◆ Texto de leitura ◆
▬▬▬▬▬▬▬▬▬▬

Por PC Mapengo
Esta não é história da religião. É uma constante procura de um espaço por onde se identificar. Uma luta pela personalidade própria renunciando as assimilações. Melhor seria dizer que esta é a história de um louco que pensava ser Cristo, senão de um Cristo que enlouqueceu por não se crer nele. Uma ténue fronteira entre a loucura e a lucidez.
- Porquê rezais, ó irmãos negros? Porque expondes a vossa ingente e tenebrosa miséria ao vento? Pensais que há Deus para ouvir as vossas preces de fome? O Céu é mais longe do que julgais, para a África. Despertai, ó almas dormentes e cegas. Abri essa vista aberta.
Podia ser este um extracto de revolta se o autor deste monólogo não fosse Dom Midó das Dores. Estrear com um livro que se chama A Bíblia dos Pretos, mais do que expressar a revolta seria correr contra as convenções. Ir para além do moralmente permitido e mexer com os dogmas.
Génese
O começo, é de não ser elegantemente correcto, para iniciar o livro:
O Cristo Negro sacou o sexo das calças e urinou enfrente da multidão que saía da igreja… – Começa por despir a claridade da pele de Cristo que mesmo não se assumindo exactamente Jesus, não renuncia ao título de filho de Deus. Começa também aqui, a reivindicação que o livro faz aos espaços que os africanos deveriam ocupar na esfera global.
Questionar porquê rezais, ó irmãos negros, é dançar sobre a história e rejeitar a bíblia oferecida no lugar das terras férteis como defenderam os libertadores africanos. Para o personagem a oração não soluciona os problemas deste continente. Ajoelhar-se e fazer preces a Deus é lançar palavras ao vento porque céu é mais longe do que julgais para a África.
Apocalipse literária
Não sendo uma autobiografia, A Bíblia dos Pretos revela os detalhes do seu autor. Ele não consegue se despir da frontalidade com que olha e diz as coisas. Não podia existir uma melhor caracterização que a do seu editor António Cabrita, na revista brasileira Magma: aguerrido polemista.
Teria provado o estatuto de aguerrido polemista quando abalou a paz dos escritores moçambicanos, passando o certidão de óbito à literatura nacional. Aplaudido pelos irreverentes, principalmente jovens escritores e jornalistas, em busca de espaço, foi vítima de ataques dos mais velhos, que não queriam nunca que os seus fatos se enchessem de pó nessa discussão. No lugar de baixar a cabeça ao jeito de um menino arrependido, como rapaz criado nas barras do Limpopo, cerrou os punhos e convidou os seus adversários para a luta porque tinha uma certeza: num país onde a palavra de ordem é resgatar a auto estima, o panorama literário é vergonhoso e nauseabundo, teria comentado uma vez.
Auto estima é uma das suas principais características.

▬▬▬▬▬▬▬▬▬▬

◆ Instrução A ◆
Pode reescrever os registros desde a primeira linha até a linha com "[[25, 181]]", ambas incluídas, mantendo os pedidos e deslocando em 109 cada coordenada das respostas? Não inclua nenhuma outra linha.

▬▬▬▬▬▬▬▬▬▬

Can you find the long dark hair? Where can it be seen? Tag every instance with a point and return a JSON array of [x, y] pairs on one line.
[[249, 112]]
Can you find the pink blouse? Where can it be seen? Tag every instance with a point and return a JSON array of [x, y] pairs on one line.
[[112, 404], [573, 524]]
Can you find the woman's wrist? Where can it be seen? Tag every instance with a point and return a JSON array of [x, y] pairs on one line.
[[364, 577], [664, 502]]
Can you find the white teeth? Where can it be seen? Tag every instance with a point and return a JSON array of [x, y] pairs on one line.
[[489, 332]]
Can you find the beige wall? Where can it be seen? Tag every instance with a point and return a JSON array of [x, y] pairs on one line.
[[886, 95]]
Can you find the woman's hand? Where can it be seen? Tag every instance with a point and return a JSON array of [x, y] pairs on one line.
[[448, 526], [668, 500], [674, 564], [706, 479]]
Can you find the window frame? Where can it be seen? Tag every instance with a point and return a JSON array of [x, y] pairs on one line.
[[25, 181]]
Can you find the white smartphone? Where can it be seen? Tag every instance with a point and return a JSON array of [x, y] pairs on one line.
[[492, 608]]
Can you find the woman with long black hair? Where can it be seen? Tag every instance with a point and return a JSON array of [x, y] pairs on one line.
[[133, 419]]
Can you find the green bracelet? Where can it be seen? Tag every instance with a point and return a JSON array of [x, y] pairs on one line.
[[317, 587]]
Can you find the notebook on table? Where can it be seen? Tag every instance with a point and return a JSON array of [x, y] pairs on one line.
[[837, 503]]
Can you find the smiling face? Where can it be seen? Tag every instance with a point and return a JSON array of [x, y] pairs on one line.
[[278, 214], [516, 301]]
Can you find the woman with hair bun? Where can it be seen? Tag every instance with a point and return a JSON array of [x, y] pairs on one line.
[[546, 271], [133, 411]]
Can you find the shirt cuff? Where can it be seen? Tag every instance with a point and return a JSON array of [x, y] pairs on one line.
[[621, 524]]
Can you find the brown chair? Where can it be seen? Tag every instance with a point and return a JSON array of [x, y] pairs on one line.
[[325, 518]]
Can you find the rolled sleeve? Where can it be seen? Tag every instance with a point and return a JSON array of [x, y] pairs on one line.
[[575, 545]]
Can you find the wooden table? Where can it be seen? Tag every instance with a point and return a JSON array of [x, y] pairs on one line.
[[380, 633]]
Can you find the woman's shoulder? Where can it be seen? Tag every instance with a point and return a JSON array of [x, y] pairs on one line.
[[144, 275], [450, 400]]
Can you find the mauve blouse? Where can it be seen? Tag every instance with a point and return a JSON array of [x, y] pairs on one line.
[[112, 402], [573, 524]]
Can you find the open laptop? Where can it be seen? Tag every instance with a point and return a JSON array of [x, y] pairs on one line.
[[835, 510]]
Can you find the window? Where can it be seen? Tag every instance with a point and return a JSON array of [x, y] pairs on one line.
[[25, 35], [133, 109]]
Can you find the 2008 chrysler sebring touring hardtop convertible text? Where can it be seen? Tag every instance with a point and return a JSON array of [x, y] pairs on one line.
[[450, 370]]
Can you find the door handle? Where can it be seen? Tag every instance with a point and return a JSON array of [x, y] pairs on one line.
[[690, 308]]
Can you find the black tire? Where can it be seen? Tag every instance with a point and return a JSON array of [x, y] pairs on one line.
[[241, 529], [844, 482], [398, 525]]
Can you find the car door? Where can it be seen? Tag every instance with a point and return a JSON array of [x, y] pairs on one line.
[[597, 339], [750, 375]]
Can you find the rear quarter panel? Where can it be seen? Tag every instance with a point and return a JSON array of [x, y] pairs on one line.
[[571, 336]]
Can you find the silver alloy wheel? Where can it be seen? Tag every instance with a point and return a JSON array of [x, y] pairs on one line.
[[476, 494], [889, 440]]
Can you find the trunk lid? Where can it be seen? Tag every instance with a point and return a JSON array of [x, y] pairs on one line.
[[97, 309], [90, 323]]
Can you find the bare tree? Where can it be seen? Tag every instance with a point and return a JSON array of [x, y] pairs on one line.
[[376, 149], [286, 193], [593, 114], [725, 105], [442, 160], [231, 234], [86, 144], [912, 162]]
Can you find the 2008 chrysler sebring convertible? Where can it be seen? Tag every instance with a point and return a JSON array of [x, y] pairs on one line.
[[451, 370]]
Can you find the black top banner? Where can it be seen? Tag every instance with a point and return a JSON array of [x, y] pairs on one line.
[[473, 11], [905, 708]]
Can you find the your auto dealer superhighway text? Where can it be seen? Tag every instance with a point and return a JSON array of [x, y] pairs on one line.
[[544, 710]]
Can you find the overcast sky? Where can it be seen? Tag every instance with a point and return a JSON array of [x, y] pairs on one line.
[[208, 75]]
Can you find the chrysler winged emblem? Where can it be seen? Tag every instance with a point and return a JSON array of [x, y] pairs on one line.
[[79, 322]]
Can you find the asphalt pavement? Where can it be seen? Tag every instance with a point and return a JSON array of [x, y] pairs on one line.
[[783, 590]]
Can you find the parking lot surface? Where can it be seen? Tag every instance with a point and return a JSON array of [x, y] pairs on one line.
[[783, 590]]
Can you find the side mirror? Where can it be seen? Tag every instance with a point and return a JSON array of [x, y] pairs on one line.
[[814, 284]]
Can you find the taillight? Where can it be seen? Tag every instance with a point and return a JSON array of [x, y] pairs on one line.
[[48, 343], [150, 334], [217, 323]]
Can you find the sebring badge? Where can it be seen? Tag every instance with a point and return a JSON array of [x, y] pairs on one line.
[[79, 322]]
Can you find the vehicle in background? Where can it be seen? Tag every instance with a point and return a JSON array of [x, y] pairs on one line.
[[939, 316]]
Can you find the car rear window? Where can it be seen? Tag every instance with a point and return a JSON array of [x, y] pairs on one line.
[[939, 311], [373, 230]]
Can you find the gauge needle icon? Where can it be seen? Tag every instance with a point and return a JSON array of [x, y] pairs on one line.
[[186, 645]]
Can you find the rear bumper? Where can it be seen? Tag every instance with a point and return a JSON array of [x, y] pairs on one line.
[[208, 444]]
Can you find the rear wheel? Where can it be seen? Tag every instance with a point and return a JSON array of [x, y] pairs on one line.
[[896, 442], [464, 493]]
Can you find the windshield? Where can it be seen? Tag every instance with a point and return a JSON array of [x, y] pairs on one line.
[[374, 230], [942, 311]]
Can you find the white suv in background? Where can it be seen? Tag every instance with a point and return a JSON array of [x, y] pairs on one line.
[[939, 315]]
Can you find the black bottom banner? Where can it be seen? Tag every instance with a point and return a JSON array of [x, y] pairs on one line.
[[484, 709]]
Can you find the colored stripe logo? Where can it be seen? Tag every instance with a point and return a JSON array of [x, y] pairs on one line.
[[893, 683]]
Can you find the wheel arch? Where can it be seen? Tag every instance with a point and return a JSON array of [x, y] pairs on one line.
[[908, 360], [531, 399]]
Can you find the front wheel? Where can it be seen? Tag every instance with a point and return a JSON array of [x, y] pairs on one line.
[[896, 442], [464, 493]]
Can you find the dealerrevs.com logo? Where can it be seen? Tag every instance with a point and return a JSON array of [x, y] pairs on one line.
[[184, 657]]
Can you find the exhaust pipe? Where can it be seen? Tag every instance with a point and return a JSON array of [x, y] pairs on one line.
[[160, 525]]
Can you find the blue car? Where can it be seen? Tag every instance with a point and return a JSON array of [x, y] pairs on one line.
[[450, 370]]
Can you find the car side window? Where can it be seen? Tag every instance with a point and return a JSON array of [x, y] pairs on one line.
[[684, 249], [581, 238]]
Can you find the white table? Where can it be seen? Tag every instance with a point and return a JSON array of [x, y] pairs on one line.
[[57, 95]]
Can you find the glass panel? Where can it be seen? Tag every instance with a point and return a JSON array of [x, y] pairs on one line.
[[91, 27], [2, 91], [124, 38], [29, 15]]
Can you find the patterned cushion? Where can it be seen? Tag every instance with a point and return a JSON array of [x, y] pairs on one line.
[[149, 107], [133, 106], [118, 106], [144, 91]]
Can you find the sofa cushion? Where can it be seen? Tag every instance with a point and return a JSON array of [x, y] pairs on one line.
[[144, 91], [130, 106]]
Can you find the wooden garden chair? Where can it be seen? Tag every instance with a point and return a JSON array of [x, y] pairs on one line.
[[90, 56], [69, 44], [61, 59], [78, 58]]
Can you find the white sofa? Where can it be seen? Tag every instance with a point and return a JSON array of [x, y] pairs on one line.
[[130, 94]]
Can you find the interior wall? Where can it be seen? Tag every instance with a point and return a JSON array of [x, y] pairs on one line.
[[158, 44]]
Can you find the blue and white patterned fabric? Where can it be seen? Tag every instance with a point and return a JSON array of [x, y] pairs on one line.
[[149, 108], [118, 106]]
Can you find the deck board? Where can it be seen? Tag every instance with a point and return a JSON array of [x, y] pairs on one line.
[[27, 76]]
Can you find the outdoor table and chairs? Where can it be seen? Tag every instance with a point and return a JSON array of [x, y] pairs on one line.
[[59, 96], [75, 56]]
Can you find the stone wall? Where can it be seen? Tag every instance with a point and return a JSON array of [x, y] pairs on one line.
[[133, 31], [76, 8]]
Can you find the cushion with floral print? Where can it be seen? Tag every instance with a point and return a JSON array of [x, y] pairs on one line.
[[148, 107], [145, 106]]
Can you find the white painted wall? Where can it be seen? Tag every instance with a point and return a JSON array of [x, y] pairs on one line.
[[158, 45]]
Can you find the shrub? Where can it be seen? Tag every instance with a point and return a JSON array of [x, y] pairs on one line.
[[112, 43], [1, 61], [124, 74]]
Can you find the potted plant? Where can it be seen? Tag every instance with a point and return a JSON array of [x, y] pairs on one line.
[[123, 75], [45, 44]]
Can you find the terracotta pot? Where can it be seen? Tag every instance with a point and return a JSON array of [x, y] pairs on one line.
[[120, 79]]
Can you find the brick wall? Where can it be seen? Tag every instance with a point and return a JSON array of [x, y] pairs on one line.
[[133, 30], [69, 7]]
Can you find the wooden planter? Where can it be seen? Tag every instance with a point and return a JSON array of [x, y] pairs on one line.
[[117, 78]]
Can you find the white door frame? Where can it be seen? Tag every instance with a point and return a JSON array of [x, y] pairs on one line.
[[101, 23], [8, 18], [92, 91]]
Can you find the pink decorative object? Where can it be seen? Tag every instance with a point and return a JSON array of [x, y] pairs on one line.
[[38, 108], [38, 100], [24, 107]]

▬▬▬▬▬▬▬▬▬▬

◆ Instrução B ◆
No texto sobre A Bíblia dos Pretos, por que o autor, em vez de baixar a cabeça diante dos ataques dos escritores mais velhos, cerrou os punhos e chamou os adversários para a luta?

◆ Resposta A ◆
Can you find the long dark hair? Where can it be seen? Tag every instance with a point and return a JSON array of [x, y] pairs on one line.
[[358, 221]]
Can you find the pink blouse? Where can it be seen? Tag every instance with a point and return a JSON array of [x, y] pairs on one line.
[[221, 513], [682, 633]]
Can you find the woman's wrist? Where can it be seen? Tag every instance with a point and return a JSON array of [x, y] pairs on one line.
[[473, 686], [773, 611]]
Can you find the white teeth? Where can it be seen? Tag every instance with a point and return a JSON array of [x, y] pairs on one line.
[[598, 441]]
Can you find the beige wall? Where can it be seen? Tag every instance with a point and return a JSON array of [x, y] pairs on one line.
[[995, 204]]
Can you find the woman's hand? Where can it be seen? Tag every instance with a point and return a JSON array of [x, y] pairs on one line.
[[557, 635], [777, 609], [783, 673], [815, 588]]
Can you find the window frame? Where can it be seen? Tag every instance with a point and return a JSON array of [x, y] pairs on one line.
[[134, 290]]

◆ Resposta B ◆
Porque tinha uma certeza: num país onde a palavra de ordem é resgatar a auto estima, o panorama literário é vergonhoso e nauseabundo.